[Records drawn from a data source]
>> start

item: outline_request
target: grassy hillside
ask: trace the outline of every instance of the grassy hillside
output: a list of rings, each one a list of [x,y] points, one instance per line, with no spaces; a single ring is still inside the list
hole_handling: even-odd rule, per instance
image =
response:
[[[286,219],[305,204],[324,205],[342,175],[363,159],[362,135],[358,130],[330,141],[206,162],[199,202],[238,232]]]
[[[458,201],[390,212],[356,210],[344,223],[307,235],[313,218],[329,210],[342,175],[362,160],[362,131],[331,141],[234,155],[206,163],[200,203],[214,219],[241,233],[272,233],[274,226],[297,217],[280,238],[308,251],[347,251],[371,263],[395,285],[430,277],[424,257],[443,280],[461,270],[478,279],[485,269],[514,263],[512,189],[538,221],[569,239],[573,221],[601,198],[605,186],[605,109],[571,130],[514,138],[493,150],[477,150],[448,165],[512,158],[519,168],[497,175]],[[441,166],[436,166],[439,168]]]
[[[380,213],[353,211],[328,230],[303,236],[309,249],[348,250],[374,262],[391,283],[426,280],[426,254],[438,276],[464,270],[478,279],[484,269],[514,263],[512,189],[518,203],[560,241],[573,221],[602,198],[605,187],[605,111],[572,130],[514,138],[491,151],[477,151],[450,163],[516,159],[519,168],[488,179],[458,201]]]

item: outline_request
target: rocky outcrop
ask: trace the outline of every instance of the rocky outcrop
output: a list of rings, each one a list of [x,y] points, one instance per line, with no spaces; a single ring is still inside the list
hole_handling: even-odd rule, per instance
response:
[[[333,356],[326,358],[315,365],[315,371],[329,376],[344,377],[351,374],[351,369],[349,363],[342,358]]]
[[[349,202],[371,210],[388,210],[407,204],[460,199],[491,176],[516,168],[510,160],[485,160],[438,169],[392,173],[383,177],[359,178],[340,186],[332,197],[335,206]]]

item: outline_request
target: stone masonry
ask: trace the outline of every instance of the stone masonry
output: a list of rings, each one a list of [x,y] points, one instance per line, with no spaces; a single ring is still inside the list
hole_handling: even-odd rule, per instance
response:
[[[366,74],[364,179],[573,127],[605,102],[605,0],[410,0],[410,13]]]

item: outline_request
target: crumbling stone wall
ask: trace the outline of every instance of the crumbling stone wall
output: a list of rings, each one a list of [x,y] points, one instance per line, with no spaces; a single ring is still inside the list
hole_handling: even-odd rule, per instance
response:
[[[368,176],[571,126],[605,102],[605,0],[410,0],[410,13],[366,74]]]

>> end
>> start

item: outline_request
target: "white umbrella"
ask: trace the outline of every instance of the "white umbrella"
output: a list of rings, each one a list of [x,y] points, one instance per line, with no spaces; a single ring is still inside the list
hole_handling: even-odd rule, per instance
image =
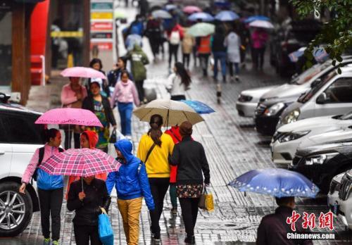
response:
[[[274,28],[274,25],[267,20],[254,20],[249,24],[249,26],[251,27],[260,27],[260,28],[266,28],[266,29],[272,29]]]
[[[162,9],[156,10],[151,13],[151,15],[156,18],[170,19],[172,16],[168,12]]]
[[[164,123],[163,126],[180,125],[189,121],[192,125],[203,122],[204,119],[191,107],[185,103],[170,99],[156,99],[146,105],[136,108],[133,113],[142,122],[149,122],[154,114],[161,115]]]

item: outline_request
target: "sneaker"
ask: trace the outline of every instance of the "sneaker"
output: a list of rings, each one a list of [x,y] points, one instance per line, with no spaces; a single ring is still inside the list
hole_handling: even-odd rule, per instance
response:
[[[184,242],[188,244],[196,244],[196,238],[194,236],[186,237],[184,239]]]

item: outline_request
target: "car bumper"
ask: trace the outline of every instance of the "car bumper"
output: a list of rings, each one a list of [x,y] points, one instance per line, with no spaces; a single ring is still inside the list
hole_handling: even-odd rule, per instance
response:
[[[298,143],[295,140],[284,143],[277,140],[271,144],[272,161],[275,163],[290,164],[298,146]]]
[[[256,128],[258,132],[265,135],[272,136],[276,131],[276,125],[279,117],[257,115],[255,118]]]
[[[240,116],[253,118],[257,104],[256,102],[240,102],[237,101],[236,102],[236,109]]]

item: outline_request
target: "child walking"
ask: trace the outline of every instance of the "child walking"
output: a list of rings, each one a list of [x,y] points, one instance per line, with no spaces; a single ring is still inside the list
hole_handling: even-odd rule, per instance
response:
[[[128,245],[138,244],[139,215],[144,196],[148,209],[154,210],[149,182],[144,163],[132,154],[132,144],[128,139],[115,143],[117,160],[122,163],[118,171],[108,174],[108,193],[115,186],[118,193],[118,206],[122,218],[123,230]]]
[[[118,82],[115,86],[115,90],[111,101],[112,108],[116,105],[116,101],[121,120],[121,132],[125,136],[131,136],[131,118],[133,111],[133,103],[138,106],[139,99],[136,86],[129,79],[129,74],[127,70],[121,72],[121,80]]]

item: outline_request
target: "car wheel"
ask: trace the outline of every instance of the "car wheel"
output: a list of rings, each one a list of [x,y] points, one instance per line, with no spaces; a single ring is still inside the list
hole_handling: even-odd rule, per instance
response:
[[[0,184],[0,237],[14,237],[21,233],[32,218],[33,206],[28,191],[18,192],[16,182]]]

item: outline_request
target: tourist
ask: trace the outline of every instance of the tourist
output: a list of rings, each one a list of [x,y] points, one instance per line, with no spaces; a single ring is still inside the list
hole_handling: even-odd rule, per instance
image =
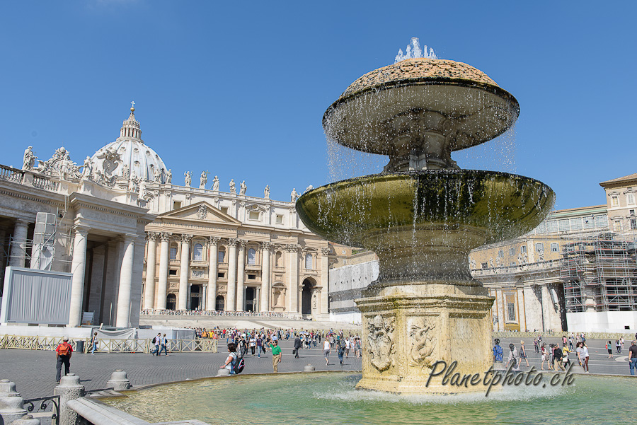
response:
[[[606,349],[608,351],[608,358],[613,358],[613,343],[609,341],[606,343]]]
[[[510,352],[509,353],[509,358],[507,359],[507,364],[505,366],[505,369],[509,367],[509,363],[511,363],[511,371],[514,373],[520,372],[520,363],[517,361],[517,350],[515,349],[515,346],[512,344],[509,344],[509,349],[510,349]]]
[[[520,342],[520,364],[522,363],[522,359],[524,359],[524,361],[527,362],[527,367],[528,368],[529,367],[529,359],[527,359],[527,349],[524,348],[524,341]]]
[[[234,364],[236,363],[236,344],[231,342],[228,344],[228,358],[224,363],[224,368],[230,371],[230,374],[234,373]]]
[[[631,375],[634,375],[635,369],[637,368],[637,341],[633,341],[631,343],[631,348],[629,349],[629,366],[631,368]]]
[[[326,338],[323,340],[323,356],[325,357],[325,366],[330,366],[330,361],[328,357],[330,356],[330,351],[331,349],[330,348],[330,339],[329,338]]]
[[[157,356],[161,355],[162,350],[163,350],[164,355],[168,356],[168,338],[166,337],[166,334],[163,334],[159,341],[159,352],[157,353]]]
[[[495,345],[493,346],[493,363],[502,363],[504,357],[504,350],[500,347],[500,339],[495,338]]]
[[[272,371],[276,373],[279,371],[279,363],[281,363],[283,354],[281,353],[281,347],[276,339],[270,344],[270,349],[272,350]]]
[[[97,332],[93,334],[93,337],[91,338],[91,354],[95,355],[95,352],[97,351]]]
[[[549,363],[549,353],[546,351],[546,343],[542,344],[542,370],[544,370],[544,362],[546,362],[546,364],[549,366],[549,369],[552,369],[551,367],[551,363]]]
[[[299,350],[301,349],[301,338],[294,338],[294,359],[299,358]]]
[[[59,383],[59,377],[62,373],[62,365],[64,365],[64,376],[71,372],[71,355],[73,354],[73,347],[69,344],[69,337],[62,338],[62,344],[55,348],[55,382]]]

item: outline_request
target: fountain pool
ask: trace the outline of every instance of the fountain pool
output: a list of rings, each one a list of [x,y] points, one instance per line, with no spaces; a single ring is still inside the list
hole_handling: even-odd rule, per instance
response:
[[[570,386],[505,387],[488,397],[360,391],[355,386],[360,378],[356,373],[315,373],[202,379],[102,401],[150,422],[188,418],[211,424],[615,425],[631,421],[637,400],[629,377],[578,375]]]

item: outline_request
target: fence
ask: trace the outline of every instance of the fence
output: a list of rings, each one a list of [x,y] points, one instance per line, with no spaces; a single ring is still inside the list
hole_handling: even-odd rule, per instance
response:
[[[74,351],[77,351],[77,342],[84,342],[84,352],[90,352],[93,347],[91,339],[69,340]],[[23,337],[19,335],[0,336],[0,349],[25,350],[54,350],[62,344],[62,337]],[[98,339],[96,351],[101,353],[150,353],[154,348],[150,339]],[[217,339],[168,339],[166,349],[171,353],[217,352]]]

>> end
>> start

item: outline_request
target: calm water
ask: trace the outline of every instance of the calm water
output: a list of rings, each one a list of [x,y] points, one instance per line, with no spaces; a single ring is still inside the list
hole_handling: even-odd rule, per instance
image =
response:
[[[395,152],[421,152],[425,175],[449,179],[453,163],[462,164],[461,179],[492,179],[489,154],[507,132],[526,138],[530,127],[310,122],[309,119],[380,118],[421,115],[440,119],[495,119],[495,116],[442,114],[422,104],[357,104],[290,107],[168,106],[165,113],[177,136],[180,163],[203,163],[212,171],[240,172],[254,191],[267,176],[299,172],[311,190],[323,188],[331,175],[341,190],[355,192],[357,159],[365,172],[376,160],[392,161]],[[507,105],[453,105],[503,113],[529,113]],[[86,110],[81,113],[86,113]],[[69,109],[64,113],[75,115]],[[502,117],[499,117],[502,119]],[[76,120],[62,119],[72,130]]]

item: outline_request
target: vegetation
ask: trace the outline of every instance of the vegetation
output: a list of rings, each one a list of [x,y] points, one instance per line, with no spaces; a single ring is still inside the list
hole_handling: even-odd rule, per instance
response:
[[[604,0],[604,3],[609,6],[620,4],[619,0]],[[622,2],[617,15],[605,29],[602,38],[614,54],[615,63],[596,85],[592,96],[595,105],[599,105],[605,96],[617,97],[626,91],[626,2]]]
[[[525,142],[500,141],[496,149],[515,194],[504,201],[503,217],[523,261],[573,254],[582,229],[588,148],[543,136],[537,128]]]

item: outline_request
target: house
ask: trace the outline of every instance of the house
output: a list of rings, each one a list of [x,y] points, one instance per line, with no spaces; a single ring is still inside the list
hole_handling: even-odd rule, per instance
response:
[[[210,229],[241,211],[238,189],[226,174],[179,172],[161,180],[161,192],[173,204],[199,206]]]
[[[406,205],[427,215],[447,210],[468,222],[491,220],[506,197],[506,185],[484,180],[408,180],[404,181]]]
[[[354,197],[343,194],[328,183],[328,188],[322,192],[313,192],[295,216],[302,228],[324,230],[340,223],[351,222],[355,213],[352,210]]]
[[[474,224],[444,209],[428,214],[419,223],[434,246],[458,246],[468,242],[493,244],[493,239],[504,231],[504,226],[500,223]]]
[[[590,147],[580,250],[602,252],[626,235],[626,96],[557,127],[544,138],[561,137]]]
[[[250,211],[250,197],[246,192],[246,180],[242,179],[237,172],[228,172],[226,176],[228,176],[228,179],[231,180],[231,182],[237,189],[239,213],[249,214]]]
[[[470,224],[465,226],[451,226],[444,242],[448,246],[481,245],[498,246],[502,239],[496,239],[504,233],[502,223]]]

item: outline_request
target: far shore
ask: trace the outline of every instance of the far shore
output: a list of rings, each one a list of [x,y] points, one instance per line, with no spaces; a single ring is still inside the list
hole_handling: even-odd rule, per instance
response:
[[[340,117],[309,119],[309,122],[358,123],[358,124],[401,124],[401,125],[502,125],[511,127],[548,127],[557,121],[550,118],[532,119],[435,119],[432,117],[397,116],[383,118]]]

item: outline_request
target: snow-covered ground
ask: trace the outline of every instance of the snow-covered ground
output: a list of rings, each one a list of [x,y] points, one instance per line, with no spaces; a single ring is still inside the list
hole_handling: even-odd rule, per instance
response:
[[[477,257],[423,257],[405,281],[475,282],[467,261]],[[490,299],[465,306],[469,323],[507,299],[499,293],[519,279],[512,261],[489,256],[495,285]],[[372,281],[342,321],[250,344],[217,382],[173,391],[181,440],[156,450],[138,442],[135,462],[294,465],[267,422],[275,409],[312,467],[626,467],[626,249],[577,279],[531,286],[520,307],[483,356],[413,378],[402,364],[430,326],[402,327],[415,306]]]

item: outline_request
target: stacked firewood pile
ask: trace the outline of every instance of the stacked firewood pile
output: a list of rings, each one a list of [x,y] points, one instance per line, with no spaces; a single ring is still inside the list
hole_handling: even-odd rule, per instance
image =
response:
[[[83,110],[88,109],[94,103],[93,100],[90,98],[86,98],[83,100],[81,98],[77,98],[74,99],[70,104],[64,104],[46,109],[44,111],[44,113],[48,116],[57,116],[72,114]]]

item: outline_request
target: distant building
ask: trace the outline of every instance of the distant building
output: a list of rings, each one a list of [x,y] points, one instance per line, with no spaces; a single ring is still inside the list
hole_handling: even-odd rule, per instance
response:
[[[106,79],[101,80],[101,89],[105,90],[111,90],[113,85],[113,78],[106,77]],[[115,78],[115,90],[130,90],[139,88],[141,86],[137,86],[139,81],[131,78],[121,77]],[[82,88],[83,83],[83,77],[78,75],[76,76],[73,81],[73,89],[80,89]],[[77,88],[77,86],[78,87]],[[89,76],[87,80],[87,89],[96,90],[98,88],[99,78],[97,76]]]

>> end

_What you need to do_
Extract each line of the items above that contains the string "shore".

_Task solution_
target: far shore
ask: trace the outline of every instance of the far shore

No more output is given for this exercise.